*Activity 1*.
Answer each question from the batch inference thread:
(a) Which file does the thread give for KeywordsStoppingCriteria?
(b) What error message did adding the model.llm.config line produce?
(c) Along which dimension are the tokenized prompts concatenated to form input_ids?
*Activity 2*.
Summarize the batch inference thread in two sentences.
*Activity 3*.
Print the portion of the batch inference thread starting at "conv.append_message(conv.roles[0], qs)" and ending at "batched_prompts.append(conv.get_prompt())".

*Page extract*.
--------
Add on any line: model.llm.config.tokenizer_padding_side = "left" KeywordsStoppingCriteria: llava/mm_utils.py
@XuGW-Kevin How did you support batch inference? Even thoug I updated keywordstopping uisng the issue you linked, I cant add model.llm.config.tokenizer_padding_side = "left"
It says AttributeError: 'LlavaLlamaForCausalLM' object has no attribute 'llm'
. I then added simply tokenizer.padding_side = "left"
as you suggested @CongYep
This is my code:
for prompt in prompts_batch:
# Set args.query to the specific prompt in the batch
args.query = prompt
# Generate the prompt for each input in the batch, with the correct image handling
qs = get_prompt(args, model)
# Create a new conversation template for each prompt in the batch
conv = conv_templates[args.conv_mode].copy()
conv.append_message(conv.roles[0], qs)
conv.append_message(conv.roles[1], None)
# Add the complete prompt for this instance to the batch
batched_prompts.append(conv.get_prompt())
tokenizer.padding_side = "left"
# Tokenize the batch of prompts
tokenized_prompts = [
tokenizer_image_token(prompt, tokenizer, IMAGE_TOKEN_INDEX, return_tensors="pt").unsqueeze(0)
for prompt in batched_prompts
]
input_ids = torch.cat(tokenized_prompts, dim=0).cuda()
# Process images if provided (batch image loading and processing)
if img_files_batch:
# For each batch, parse image files, load them, and process
image_files_batch = [image_parser(img_files, args.sep) for img_files in img_files_batch]
images = [load_images(image_files) for image_files in image_files_batch]
flat_images = [item for sublist in images for item in sublist]
images_tensor = process_images(flat_images, image_processor, model.config).to(model.device, dtype=torch.float16)
image_sizes = [img.size for img in flat_images]
else:
images_tensor = None
image_sizes = None
attention_mask = torch.ones_like(input_ids)
with torch.inference_mode(), torch.cuda.amp.autocast():
outputs = model.forward(
input_ids=input_ids,
images=None if images_tensor is None else images_tensor,
image_sizes=image_sizes,
attention_mask=attention_mask
)
--------
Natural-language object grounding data
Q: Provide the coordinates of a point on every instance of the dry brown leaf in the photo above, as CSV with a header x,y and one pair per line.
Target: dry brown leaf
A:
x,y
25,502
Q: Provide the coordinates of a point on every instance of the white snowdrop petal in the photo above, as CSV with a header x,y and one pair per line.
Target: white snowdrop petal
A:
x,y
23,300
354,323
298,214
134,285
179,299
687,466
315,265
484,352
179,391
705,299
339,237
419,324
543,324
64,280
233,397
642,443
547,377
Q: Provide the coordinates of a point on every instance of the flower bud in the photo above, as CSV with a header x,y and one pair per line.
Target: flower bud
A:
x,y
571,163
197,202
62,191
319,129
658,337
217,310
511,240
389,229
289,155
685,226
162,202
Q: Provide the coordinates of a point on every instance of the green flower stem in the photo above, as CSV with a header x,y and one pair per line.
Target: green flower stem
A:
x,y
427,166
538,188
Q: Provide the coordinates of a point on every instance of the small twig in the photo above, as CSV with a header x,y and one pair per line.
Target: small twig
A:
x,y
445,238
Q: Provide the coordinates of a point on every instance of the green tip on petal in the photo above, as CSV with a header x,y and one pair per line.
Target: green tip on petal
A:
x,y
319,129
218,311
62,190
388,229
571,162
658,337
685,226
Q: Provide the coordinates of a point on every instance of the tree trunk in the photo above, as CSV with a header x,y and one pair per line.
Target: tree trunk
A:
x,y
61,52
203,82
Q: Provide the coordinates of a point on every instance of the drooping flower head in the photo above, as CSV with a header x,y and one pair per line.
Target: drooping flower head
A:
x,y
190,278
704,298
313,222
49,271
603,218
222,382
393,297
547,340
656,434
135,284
--------
*Result 1*.
(a) llava/mm_utils.py
(b) AttributeError: 'LlavaLlamaForCausalLM' object has no attribute 'llm'
(c) dim=0

*Result 2*.
The thread opens with a suggestion to add model.llm.config.tokenizer_padding_side = "left" and points to KeywordsStoppingCriteria in llava/mm_utils.py. A user asking how batch inference was supported reports that this line raises an AttributeError because 'LlavaLlamaForCausalLM' has no attribute 'llm', so the user sets tokenizer.padding_side = "left" instead and shares the batching code.

*Result 3*.
conv.append_message(conv.roles[0], qs)
conv.append_message(conv.roles[1], None)
# Add the complete prompt for this instance to the batch
batched_prompts.append(conv.get_prompt())